## [Task details]
Repeat the entries below from the line containing "Where can you see the fish here?" through the last entry, requests included, and add 43 to every number in the point coordinates.
════════════════════
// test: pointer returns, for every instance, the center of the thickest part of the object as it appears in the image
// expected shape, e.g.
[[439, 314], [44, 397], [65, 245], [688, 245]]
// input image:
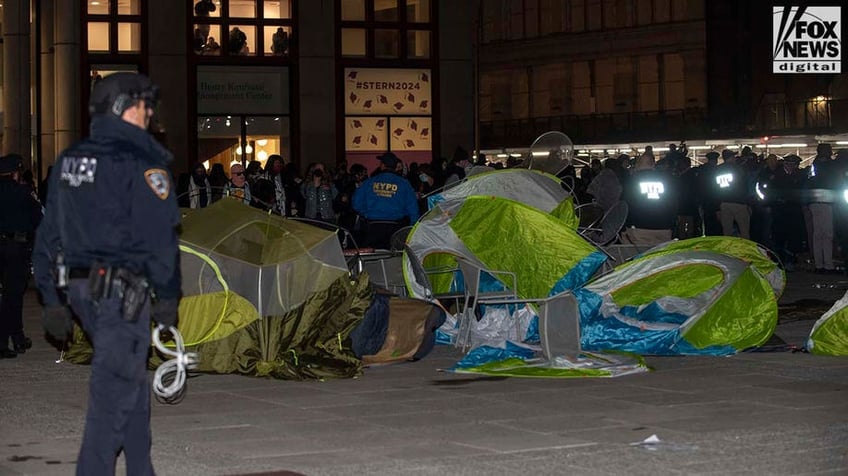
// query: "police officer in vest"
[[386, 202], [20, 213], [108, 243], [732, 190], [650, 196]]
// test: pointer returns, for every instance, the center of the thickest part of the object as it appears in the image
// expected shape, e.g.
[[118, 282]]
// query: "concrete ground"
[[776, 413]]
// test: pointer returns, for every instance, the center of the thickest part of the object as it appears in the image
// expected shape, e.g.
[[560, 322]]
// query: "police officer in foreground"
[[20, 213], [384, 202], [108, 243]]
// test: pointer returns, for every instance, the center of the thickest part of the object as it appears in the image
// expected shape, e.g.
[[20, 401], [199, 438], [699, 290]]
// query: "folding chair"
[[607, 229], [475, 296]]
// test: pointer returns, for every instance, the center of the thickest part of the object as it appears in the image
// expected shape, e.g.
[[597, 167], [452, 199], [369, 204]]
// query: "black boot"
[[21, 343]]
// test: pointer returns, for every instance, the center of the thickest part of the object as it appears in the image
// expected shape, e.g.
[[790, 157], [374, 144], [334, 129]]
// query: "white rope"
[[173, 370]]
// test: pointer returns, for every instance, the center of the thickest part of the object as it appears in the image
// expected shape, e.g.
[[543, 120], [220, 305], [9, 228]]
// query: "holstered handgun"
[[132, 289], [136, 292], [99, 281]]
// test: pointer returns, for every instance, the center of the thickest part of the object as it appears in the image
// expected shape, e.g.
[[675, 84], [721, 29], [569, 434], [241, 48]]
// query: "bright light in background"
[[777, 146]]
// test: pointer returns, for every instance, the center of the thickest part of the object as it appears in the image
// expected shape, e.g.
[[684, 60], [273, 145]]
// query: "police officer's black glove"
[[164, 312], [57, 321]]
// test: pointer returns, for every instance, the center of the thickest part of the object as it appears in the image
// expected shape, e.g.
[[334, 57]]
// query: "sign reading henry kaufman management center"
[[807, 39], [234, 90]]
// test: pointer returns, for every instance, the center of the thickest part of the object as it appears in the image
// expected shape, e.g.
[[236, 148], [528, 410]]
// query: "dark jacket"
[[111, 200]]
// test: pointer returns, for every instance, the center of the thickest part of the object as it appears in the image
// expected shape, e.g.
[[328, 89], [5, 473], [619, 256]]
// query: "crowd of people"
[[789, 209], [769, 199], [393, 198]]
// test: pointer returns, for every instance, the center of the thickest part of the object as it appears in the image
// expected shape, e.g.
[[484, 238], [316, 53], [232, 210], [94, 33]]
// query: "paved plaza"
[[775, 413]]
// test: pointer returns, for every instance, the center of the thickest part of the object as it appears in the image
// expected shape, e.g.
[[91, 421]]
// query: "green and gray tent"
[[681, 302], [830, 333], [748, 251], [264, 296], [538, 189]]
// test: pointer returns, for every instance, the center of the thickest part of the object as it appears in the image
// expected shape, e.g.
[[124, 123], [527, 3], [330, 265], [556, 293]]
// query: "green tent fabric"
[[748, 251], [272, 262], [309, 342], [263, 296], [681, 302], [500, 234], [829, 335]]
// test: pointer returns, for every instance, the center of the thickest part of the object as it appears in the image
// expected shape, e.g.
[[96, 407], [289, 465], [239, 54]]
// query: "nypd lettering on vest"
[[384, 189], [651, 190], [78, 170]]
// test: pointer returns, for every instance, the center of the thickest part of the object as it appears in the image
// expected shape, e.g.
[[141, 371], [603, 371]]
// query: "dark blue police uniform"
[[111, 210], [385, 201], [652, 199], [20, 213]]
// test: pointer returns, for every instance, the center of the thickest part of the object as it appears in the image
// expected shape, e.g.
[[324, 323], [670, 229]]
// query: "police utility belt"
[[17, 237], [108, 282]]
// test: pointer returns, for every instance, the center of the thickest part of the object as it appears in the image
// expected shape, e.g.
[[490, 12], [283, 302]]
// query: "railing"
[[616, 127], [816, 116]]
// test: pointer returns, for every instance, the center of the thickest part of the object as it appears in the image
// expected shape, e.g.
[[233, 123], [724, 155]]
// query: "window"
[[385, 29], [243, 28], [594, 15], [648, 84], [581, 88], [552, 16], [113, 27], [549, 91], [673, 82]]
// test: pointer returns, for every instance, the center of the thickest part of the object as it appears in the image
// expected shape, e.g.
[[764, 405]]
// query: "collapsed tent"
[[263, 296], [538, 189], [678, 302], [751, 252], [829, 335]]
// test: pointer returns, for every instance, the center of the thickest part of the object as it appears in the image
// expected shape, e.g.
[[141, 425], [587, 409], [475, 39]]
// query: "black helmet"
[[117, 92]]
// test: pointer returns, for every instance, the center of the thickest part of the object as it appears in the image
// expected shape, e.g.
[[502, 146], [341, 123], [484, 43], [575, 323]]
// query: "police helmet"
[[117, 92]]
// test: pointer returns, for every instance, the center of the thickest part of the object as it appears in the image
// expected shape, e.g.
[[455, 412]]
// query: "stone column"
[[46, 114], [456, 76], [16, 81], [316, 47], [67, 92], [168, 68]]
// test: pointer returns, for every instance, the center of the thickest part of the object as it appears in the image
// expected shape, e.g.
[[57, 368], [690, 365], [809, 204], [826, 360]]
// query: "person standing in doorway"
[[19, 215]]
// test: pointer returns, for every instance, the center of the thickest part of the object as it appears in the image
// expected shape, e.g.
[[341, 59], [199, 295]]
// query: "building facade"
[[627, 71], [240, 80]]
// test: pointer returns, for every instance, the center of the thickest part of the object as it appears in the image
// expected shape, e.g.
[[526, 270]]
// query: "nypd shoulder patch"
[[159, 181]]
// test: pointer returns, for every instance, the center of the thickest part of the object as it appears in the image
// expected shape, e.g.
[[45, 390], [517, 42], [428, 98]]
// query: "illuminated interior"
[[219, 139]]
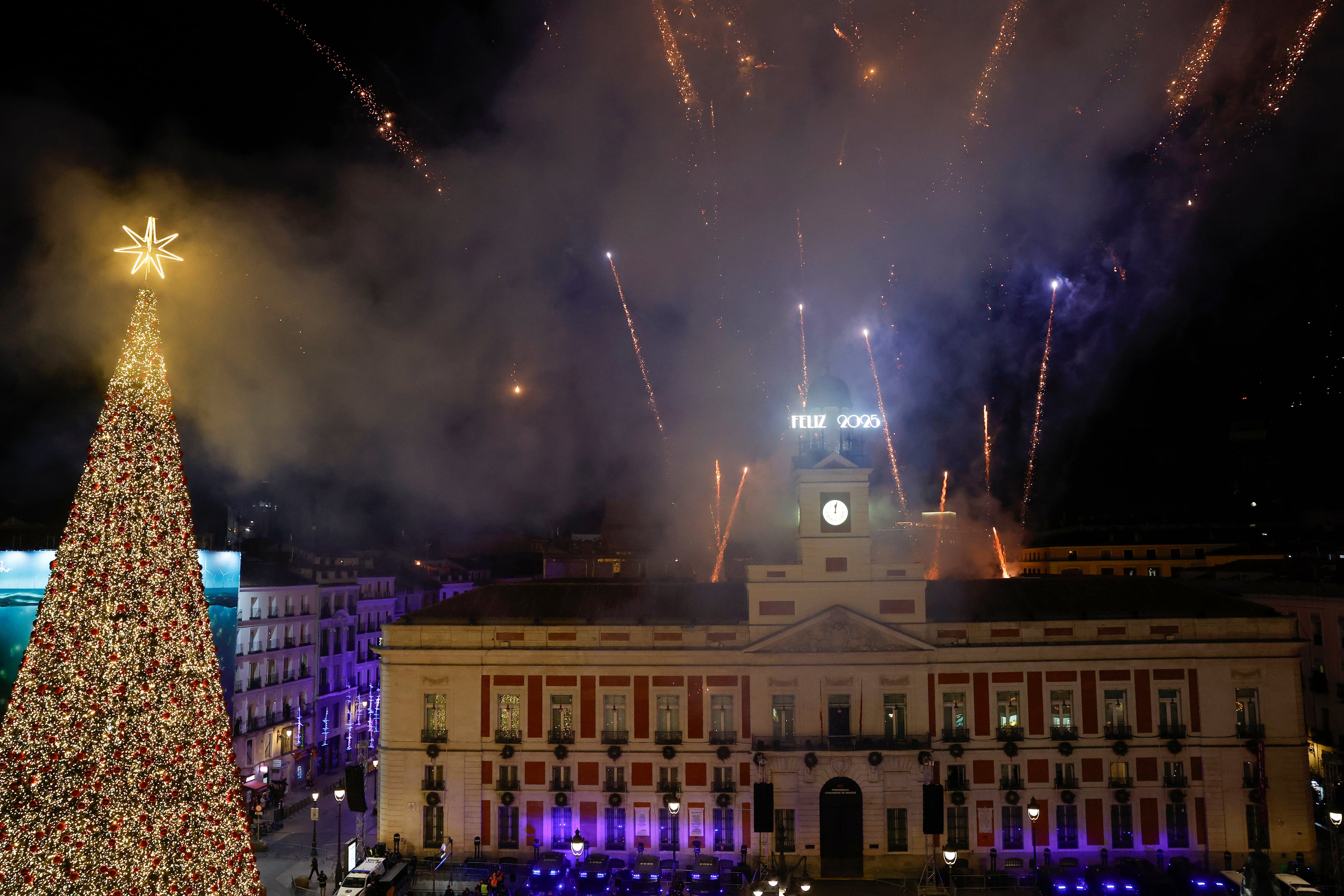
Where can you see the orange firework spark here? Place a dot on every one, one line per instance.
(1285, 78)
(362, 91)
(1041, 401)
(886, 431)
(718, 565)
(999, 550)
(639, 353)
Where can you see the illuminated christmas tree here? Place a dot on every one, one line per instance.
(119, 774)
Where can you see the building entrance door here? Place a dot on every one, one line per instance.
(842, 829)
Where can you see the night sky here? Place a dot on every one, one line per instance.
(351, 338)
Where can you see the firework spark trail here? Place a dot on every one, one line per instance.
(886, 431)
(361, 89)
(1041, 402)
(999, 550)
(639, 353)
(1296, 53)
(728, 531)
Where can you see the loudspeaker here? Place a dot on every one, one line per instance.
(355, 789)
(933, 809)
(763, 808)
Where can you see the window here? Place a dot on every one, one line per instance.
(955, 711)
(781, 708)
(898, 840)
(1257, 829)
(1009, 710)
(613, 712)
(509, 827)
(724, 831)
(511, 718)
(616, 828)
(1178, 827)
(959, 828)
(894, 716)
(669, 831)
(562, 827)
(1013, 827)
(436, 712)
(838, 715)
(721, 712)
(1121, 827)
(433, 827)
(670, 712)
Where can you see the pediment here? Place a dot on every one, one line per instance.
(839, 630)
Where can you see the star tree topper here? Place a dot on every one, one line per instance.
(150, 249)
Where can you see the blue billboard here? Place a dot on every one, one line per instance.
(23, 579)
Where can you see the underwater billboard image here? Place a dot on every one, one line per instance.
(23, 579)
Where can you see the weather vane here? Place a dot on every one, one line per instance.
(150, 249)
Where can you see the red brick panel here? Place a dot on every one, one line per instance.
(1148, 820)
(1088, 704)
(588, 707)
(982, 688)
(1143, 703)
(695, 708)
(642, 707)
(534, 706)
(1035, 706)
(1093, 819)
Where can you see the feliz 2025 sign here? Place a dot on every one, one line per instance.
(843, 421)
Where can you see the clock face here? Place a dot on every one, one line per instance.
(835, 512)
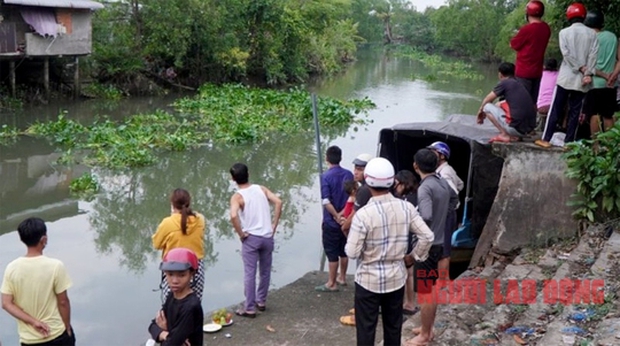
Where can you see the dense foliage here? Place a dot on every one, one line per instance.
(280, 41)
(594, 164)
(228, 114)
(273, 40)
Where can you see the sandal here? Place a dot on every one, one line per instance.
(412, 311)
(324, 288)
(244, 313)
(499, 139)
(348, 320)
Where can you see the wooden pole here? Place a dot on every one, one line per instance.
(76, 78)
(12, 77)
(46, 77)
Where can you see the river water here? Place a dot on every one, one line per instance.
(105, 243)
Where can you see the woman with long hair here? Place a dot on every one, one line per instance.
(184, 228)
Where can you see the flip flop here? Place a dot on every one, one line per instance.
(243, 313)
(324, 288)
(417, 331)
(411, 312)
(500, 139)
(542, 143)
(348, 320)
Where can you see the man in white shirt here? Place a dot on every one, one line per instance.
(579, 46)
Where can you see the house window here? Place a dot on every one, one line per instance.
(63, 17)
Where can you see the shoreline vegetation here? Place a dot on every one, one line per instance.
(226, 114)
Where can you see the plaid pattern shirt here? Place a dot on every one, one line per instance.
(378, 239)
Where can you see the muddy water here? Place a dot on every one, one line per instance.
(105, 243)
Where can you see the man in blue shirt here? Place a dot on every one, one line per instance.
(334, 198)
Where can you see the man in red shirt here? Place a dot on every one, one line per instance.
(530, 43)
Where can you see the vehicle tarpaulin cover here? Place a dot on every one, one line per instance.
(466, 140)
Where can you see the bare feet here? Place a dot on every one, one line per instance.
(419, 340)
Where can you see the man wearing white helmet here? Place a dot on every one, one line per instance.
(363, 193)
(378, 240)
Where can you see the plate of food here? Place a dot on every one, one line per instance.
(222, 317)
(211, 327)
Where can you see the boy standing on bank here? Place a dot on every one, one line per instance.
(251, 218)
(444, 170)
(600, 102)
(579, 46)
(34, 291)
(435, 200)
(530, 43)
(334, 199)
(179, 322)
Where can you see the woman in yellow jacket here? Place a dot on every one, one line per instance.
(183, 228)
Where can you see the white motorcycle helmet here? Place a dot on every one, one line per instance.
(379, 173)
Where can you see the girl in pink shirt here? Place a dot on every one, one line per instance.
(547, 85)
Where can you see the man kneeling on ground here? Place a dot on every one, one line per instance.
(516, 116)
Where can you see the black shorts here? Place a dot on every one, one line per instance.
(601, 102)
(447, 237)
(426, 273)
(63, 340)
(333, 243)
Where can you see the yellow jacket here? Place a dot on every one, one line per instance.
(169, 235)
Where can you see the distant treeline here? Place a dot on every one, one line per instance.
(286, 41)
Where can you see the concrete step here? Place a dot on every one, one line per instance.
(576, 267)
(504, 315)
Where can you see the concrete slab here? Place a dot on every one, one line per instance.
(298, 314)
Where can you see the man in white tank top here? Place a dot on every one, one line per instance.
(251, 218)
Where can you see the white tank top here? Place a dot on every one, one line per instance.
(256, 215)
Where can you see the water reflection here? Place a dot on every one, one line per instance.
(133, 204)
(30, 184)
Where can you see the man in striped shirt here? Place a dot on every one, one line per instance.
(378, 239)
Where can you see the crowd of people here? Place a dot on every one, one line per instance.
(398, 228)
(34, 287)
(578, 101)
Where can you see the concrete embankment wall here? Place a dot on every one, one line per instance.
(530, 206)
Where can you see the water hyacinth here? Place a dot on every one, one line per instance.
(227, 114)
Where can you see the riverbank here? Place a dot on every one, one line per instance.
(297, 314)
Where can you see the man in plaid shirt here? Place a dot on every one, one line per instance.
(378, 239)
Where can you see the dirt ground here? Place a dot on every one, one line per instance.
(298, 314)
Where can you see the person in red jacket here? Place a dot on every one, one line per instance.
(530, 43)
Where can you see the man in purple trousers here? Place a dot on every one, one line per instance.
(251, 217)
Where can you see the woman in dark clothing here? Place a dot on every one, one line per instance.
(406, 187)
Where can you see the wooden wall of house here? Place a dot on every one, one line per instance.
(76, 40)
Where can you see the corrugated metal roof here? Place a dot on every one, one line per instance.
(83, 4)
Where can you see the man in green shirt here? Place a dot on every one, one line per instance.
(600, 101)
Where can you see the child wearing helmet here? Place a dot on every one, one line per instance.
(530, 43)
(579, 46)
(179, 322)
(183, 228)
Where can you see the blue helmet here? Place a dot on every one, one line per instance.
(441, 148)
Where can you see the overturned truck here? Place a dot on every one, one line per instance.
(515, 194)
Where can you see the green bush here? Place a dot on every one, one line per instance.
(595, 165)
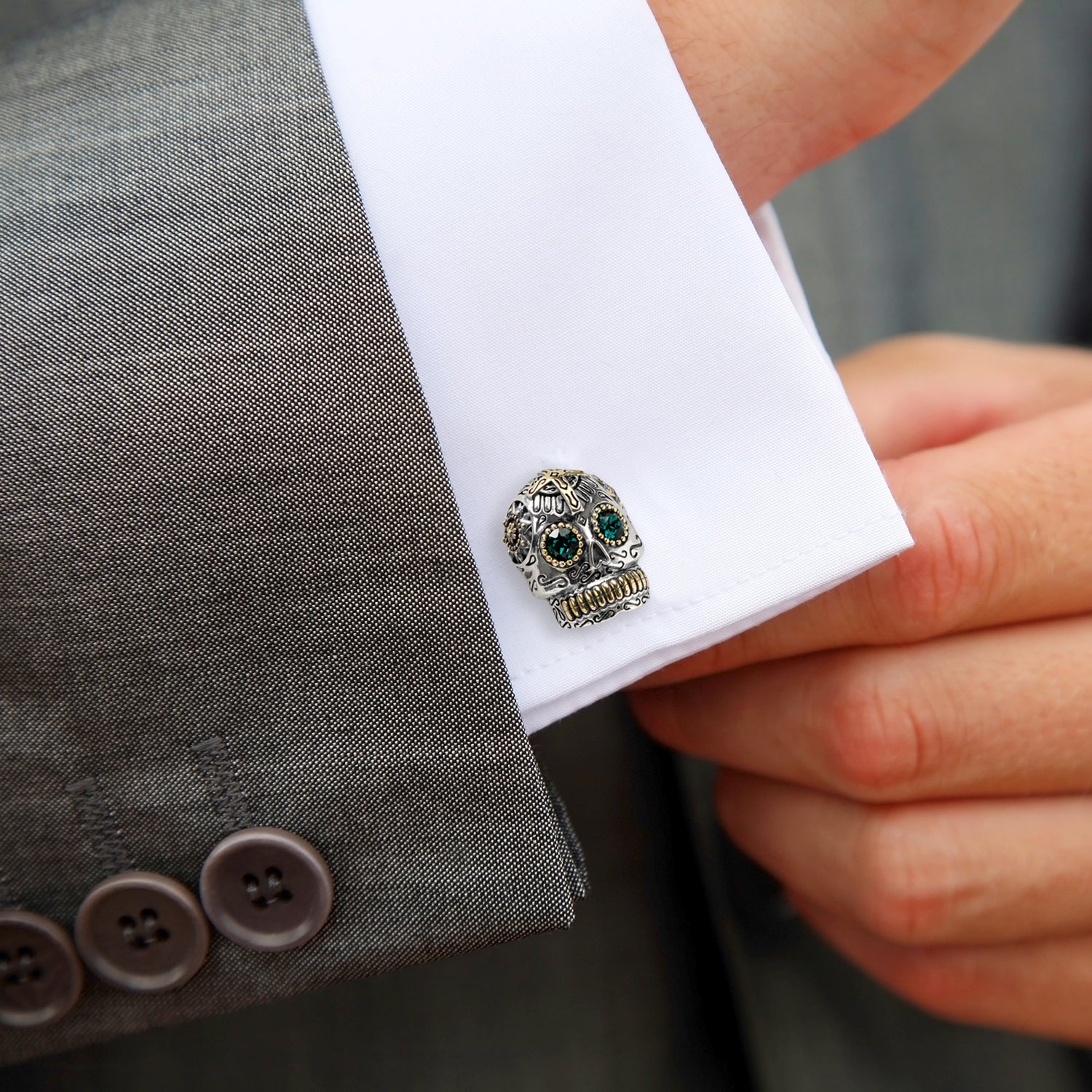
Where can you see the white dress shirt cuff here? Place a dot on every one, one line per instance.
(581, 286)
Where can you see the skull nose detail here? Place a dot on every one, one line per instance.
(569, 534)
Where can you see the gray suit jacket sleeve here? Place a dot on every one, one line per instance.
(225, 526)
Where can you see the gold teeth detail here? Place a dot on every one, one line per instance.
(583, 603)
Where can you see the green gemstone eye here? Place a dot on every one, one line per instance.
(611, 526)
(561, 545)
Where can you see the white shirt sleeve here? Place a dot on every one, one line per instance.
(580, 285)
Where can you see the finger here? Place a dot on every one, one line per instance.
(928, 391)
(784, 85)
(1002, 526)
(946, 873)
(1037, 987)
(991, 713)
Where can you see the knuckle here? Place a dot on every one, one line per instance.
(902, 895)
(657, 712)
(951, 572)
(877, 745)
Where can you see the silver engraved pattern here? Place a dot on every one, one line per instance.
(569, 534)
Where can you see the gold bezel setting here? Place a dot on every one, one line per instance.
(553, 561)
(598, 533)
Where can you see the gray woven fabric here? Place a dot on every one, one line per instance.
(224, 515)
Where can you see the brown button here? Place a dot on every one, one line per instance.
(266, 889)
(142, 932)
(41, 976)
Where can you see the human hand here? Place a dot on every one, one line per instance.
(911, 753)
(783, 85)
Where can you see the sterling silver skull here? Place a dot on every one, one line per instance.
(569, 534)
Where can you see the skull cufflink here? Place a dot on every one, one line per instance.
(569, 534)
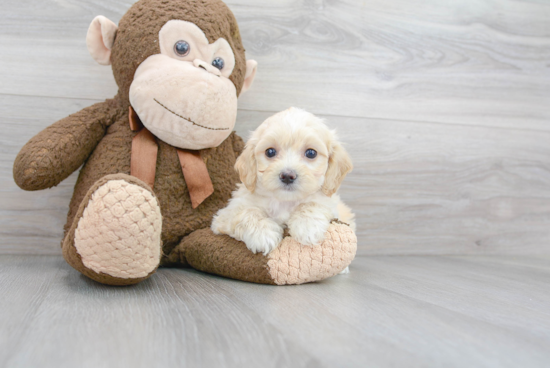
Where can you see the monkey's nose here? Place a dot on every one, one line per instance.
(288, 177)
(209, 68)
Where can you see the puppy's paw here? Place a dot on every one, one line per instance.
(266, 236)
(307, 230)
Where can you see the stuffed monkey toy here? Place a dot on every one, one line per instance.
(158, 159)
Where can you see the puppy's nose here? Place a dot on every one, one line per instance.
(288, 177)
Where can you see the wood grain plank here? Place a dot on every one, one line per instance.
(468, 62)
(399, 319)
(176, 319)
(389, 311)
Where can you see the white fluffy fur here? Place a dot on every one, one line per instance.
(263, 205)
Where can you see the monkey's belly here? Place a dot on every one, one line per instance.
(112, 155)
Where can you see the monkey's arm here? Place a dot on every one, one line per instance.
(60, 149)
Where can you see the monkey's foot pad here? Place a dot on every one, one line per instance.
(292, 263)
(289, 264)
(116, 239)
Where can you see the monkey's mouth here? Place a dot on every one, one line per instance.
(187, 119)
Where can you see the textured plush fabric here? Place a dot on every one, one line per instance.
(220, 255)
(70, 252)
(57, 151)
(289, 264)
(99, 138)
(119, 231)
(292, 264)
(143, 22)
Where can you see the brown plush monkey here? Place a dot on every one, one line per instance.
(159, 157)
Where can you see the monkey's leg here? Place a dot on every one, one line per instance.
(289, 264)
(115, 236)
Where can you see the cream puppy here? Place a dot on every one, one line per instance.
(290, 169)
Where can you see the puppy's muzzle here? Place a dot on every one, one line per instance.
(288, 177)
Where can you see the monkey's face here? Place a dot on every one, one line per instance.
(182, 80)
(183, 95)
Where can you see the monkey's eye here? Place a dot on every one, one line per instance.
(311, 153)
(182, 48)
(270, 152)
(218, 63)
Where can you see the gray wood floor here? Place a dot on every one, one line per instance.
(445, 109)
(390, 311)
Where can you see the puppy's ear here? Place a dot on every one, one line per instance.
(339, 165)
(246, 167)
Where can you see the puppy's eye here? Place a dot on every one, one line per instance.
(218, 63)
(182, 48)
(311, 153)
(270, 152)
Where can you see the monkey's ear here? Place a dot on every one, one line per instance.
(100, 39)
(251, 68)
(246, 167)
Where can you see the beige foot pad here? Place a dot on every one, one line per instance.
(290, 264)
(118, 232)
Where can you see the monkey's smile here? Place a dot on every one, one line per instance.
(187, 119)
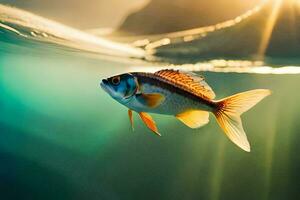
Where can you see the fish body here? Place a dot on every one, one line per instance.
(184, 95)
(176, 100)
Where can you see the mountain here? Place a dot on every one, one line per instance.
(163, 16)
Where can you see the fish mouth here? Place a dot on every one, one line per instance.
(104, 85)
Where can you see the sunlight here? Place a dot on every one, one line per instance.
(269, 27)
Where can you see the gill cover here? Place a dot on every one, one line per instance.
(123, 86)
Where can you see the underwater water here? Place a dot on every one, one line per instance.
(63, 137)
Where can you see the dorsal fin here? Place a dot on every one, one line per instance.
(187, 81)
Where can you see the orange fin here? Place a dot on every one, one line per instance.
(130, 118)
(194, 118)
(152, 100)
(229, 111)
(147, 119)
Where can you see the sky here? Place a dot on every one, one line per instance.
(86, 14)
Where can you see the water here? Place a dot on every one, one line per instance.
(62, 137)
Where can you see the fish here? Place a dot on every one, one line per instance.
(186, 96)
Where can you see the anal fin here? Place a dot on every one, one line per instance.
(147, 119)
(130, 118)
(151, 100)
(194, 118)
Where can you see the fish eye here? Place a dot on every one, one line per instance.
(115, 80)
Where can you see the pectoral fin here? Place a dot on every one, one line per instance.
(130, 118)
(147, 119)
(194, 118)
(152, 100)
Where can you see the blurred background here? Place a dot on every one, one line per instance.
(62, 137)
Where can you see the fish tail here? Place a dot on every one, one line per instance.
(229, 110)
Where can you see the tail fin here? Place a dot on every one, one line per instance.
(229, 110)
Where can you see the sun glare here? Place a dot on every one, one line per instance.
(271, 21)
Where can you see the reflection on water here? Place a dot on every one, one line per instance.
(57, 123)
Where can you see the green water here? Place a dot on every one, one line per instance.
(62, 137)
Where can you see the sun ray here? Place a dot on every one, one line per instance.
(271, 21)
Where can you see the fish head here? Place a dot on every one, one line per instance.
════════════════════
## [Worked solution]
Where can you see the fish here? Place a dot on every one, one line per instance.
(229, 139)
Where can you see the anal fin here? Place a dot on every one, one line per instance.
(190, 162)
(173, 161)
(194, 143)
(237, 161)
Where can you see the fish eye here? Place a dot on every one, one line per instance.
(158, 123)
Where can you see the pectoral fin here? Place a dot on every one, one line per instance.
(173, 161)
(190, 162)
(237, 161)
(195, 143)
Where can you see the blurred background here? Place a dot on every one, one line per instance.
(105, 180)
Where can you see the fish tail here? Place a dot on every one, one line per instance.
(272, 153)
Where can you see the tail fin here? Place a dot on every one, one line per instance.
(272, 153)
Where can you see the sun glare here? Place a dot on every one, one line per instance.
(314, 64)
Where can you see the reflection on water here? Place a dot on every one, one line per instance.
(100, 166)
Where can you see the green water here? Place a dot on every one, one line per instance.
(105, 180)
Where can you see the sun ray here? Place a dot on every one, one line per instance.
(314, 64)
Where can you see the fish head here? Place a dot on every one, one line per instance.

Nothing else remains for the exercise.